This is one of many tales written by J. Earl Clauson for the Evening Bulletin newspaper of Providence, Rhode Island, under the heading ÒThese PlantationsÓ and later collected into a book of the same name that was printed in 1937 by The Roger Williams Press (E. A. Johnson Company). The text is illustrated with drawings by Milton Halladay and Paule Loring.

 

 

"Grampa" Reynolds's Busy Night

 

Anybody with plenty of time and taste for such things probably could collect a basketful of interesting stories along the turn­pikes running out of Providence to Hartford, Danielson and other places. He'd better get about it promptly, however, because the old­timers who know them are passing.

 

The most interesting one to fall on these receptive ears has to do with grandfather's busy night at the Tug Hollow gate on the New London Pike. It was told us by John C. Lewis, who lived on the Warwick waterfront and we believe was then the only person still extant who collected toll on that now neglected highway. He was just a boy. Grandfather was Stephen Reynolds, Mr. Lewis's ancestor.

 

The New London Turnpike struck out of Providence southwest of Gorham's and followed for part of its route the present Reservoir avenue. It ran down through the Pawtuxet Valley and east of Tiogue Lake - still does, for that matter, although not many motorists fol­low it, preferring to stick to the concreted Nooseneck Hill Road.

 

It scaled Pine Hill, the capital of Exeter, making a straighter run of it than the hard road, hit into the Nooseneck Hill highway north of Wyoming, held that route to Hopkinton village, and then diverged to the southwest for a pretty direct drive across North Stonington to New London.

 

The distance from Providence to New London by the turnpike is 49 miles, materially less than the routes automobiles pursue today.

 

Going out of Providence the first tollgate was at the Gorton Arnold stand in Warwick. The second was at Westcott's, below Natick, where, said Mr. Lewis, the only original tollhouse still stands.

 

Arnold's was a whole gate, Westcott's a half gate. Whole gates were 6½ miles apart, half gates miles.

 

The privilege of keeping gate was let out by the turnpike com­pany. Stephen Reynolds paid $35 a year for his gate at Tug Hollow. He was obligated to keep the pike in repair half way in both directions to the next gate.

 

     Toll charges at whole gates were 12½ cents for a chaise, six cents for a man on horseback, six cents for a horse and wagon.

 

A pair of horses paid ten cents. Cattle, sheep and hogs were taxed one cent per head. A "chariot," as private coaches were called, paid 30 cents, and the stage coach 20 cents. But the stage coach never was held up for payment, bills being discharged monthly or annually. When a stage coach was underway, horses at a gallop, as was their customary gait, with passengers and mails aboard, it was very questionable form to halt it between stages to settle a petty toll charge.

 

Foot passengers passed through free. There were plenty of alter­cations about charges, and often Mr. Reynolds would explain to objectors that if they didn't want to pay they could go back a quarter of a mile and find a road which would carry them around the gate and back into the turnpike again. He was easy going that way.

 

     At night the gates were left open and everybody went through free. Mr. Reynolds couldn't be bothered.

 

There was a half gate at Crompton, and the next below was Jim Webster's, a whole gate. Tug Hollow gate lay south of these, near Wyoming.

__________________________________________________

- Required actions:
[a] Please summarize the New London Turnpike account in two sentences.
[b] Answer these questions from the New London Turnpike account, one per line:
(i) How much did Stephen Reynolds pay each year for his gate at Tug Hollow?
(ii) What is the distance from Providence to New London by the turnpike?
(iii) Where was the first tollgate going out of Providence?
[c] According to the New London Turnpike account, why was the stage coach never stopped to pay its toll? Answer in one or two sentences.
The data after this point was taken from a different source than the text above.

__________________________________________________

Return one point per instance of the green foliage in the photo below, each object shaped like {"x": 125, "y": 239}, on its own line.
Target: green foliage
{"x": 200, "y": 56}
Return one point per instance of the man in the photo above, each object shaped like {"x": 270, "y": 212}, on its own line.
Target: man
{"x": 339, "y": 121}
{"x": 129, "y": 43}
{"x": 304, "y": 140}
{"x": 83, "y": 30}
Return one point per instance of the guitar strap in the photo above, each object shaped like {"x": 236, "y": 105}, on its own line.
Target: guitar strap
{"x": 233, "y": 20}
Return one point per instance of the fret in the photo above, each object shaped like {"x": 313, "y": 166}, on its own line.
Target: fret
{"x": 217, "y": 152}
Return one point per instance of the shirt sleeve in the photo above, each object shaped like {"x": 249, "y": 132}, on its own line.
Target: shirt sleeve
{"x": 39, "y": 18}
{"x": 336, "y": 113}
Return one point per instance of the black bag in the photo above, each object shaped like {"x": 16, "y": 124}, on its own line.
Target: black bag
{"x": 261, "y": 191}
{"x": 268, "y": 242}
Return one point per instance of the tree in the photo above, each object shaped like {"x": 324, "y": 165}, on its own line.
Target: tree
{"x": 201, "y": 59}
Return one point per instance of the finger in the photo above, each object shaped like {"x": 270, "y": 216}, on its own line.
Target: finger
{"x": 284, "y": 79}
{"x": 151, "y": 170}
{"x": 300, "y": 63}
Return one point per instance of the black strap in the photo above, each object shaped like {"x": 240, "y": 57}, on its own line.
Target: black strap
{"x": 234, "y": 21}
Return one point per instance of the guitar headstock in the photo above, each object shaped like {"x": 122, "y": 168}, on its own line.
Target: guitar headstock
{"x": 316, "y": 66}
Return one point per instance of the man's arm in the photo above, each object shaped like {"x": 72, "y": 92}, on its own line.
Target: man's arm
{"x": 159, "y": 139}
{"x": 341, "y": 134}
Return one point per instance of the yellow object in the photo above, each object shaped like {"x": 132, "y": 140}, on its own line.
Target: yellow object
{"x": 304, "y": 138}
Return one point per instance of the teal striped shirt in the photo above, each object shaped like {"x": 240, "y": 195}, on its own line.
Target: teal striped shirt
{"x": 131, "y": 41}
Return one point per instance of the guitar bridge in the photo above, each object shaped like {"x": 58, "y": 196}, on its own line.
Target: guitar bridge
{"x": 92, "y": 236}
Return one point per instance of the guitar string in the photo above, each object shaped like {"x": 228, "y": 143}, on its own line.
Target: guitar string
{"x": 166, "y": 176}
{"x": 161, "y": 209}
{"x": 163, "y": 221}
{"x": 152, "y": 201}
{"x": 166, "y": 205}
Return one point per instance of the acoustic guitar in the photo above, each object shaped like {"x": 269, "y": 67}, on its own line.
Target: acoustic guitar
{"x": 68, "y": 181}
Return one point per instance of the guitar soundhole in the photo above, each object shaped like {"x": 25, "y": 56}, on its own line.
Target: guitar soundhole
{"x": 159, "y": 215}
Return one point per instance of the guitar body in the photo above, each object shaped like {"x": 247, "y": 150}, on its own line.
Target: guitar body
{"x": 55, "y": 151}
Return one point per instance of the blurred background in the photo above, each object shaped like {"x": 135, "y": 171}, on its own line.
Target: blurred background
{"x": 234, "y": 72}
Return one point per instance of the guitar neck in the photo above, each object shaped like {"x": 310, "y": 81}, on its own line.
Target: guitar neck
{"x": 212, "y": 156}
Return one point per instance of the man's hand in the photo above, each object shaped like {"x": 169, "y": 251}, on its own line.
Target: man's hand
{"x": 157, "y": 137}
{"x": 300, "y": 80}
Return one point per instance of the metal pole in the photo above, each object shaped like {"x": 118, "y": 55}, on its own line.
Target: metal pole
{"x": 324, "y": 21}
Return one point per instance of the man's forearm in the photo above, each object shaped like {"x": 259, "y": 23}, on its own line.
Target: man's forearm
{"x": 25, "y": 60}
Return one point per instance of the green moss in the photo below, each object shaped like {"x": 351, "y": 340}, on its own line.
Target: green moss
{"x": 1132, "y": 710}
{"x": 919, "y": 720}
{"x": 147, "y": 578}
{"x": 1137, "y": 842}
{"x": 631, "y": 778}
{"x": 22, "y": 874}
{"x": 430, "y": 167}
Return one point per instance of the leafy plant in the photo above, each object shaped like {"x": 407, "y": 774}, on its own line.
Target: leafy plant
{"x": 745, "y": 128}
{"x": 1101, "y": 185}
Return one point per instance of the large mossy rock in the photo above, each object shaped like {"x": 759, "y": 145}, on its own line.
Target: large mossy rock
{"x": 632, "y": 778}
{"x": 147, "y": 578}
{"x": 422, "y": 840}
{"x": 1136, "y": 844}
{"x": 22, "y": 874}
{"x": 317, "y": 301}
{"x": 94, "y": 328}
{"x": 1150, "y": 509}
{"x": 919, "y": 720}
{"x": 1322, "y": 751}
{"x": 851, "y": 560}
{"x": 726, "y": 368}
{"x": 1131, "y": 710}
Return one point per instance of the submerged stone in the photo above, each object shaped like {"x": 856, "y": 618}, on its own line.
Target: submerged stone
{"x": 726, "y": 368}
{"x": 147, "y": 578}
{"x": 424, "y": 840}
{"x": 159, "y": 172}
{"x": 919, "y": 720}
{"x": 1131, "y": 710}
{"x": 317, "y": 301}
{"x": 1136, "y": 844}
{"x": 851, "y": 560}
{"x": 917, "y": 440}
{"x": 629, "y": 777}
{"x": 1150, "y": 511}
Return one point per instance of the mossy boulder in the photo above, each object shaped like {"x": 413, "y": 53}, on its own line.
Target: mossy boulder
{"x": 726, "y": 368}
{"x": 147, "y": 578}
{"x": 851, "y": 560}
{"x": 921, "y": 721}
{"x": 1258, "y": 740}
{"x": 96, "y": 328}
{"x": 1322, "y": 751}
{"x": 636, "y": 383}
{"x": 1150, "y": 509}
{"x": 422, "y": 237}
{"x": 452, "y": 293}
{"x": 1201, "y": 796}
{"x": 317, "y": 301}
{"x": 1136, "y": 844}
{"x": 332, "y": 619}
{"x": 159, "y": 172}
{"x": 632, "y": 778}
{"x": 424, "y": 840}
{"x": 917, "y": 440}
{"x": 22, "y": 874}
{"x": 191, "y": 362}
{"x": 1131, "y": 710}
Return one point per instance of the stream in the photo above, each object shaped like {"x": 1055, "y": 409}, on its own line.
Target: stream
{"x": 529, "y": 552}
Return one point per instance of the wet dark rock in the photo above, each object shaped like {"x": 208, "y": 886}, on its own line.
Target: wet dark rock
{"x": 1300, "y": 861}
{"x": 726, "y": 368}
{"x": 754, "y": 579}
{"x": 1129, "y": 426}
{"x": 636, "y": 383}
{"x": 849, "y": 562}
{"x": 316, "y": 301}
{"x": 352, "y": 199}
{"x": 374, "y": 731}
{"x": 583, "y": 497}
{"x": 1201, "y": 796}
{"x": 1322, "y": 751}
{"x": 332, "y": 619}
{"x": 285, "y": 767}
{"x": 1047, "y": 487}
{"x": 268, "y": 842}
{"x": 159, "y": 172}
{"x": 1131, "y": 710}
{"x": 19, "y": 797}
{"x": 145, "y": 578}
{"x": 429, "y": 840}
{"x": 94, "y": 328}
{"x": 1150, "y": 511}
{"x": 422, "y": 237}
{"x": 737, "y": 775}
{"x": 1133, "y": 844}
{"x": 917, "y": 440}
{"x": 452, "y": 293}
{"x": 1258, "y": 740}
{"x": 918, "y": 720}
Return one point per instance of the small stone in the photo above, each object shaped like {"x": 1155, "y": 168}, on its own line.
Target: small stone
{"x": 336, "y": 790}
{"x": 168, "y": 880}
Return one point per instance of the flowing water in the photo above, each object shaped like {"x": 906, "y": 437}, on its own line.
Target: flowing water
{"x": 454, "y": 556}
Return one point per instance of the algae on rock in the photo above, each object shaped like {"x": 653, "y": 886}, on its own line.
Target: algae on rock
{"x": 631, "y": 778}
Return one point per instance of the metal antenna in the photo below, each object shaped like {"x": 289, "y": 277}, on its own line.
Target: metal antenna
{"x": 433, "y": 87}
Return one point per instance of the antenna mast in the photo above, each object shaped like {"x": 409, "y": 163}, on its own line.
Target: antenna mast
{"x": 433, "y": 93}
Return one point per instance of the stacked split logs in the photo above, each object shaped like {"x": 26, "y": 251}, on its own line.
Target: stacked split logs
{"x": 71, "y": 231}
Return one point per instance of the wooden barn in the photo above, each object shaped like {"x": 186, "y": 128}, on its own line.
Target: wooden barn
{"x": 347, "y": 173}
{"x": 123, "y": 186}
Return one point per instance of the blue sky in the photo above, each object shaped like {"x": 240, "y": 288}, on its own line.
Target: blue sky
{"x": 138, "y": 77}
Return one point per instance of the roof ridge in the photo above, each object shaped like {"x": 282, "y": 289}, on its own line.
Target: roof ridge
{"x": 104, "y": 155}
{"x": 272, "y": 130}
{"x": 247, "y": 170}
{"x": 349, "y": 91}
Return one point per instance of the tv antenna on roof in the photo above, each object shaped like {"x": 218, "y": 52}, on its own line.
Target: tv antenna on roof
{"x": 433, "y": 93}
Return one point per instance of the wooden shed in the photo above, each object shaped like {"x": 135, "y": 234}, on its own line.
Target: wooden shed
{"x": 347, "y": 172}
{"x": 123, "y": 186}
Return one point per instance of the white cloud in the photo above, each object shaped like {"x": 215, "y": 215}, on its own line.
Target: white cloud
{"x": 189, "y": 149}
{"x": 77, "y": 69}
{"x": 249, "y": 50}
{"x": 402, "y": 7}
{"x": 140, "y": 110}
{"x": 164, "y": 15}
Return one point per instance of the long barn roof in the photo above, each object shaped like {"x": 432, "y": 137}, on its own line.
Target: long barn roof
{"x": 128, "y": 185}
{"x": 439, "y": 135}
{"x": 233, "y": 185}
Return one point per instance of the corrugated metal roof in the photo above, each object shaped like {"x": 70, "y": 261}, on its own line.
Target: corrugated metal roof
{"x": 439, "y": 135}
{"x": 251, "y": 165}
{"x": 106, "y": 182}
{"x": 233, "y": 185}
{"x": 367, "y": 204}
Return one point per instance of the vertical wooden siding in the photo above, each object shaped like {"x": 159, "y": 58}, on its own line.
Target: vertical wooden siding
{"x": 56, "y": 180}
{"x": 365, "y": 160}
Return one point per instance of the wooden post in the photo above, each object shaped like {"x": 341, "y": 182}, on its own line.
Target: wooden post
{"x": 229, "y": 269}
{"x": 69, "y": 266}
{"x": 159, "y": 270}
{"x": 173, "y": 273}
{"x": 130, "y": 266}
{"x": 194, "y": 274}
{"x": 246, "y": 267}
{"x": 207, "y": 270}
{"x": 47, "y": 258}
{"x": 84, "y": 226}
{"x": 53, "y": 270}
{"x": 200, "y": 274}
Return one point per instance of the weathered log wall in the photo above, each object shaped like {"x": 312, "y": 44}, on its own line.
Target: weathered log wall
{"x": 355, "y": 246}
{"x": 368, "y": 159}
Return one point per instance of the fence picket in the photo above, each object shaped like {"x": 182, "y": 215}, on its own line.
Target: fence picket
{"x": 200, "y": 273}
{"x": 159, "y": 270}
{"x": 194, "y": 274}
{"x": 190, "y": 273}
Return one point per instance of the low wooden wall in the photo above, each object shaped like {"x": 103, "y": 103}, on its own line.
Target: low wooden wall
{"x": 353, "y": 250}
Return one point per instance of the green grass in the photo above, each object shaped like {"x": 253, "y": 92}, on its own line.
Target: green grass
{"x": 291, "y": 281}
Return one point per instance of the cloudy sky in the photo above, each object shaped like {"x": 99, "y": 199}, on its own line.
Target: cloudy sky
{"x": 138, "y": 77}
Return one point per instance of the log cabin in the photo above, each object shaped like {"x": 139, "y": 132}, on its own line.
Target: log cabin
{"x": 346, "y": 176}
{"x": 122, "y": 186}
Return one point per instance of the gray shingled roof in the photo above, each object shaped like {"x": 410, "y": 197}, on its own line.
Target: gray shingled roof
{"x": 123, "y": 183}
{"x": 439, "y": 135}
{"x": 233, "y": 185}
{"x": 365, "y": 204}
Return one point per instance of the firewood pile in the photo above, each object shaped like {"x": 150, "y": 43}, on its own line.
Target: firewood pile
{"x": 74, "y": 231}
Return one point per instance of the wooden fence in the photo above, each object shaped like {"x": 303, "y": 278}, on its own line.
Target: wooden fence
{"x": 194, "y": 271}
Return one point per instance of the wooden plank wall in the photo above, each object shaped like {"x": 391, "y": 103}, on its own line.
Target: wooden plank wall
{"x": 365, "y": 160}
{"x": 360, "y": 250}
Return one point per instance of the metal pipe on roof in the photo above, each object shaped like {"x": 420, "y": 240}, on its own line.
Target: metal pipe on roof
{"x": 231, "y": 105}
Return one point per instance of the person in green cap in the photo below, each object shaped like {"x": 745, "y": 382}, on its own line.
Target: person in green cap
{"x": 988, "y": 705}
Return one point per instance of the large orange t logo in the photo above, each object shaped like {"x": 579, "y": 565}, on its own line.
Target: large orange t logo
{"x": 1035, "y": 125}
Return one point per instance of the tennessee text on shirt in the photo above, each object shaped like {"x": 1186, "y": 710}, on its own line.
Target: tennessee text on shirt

__________________________________________________

- Answers per task:
[a] The New London Turnpike ran 49 miles from Providence to New London, and Stephen Reynolds paid the turnpike company $35 a year to keep its gate at Tug Hollow, near Wyoming. Tolls ranged from one cent per head of livestock to 30 cents for a chariot, while foot passengers and all night traffic went through free.

[b]
(i) $35 a year
(ii) 49 miles
(iii) At the Gorton Arnold stand in Warwick

[c] A stage coach usually traveled with its horses at a gallop and carried passengers and mail. Halting it between stages to settle a small toll was considered very questionable form, so its bills were paid monthly or annually instead.